WHAT IS NEEDED: Print the following entries without any change.

### DATA PROVIDED

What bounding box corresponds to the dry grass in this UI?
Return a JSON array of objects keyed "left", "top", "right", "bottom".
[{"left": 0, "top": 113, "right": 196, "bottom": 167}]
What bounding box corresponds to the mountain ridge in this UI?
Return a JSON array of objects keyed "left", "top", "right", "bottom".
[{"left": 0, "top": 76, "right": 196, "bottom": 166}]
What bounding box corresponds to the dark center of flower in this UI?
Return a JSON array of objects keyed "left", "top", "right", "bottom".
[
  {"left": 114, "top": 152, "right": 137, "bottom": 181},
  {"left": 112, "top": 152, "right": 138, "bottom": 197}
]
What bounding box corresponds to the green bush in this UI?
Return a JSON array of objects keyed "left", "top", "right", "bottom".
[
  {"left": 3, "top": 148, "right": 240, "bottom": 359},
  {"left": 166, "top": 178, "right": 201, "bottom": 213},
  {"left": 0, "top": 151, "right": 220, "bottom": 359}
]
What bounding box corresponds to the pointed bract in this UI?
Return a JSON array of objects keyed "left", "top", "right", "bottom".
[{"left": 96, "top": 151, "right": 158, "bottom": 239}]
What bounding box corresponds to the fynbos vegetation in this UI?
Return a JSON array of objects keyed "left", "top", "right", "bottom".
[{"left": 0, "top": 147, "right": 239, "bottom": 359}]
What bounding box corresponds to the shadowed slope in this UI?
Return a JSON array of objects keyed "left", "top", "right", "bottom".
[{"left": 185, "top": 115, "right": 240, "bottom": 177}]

######

RESULT FOR THIS TASK:
What bounding box corresponds to the dry grass in this UI?
Return a JSON array of objects keyed "left", "top", "right", "bottom".
[{"left": 0, "top": 113, "right": 196, "bottom": 167}]
What bounding box corresponds to the mountain ridge in this UI?
Return a JSON array of objects keyed "left", "top", "right", "bottom".
[{"left": 0, "top": 76, "right": 196, "bottom": 166}]
What bounding box corresponds to the dark center of flower in this UI?
Return a JSON array of objects keyed "left", "top", "right", "bottom".
[
  {"left": 114, "top": 152, "right": 137, "bottom": 181},
  {"left": 112, "top": 152, "right": 138, "bottom": 197}
]
What bounding box corresponds to the green bush in this UI?
Return a JSON array of objects keyed "left", "top", "right", "bottom".
[
  {"left": 3, "top": 148, "right": 240, "bottom": 359},
  {"left": 166, "top": 178, "right": 201, "bottom": 213},
  {"left": 0, "top": 151, "right": 220, "bottom": 359}
]
What bounding box corresponds to the pointed bract in this UI?
Return a JSON array of objects keyed "left", "top", "right", "bottom".
[{"left": 96, "top": 151, "right": 158, "bottom": 239}]
What bounding box corresponds to the fynbos vegetation in this UI?
Return a JSON array of objects keyed "left", "top", "right", "bottom".
[{"left": 0, "top": 147, "right": 239, "bottom": 359}]
What bounding box corresponds to the shadowed slope in this UI?
Return a JSON array of objects keyed "left", "top", "right", "bottom".
[{"left": 185, "top": 115, "right": 240, "bottom": 177}]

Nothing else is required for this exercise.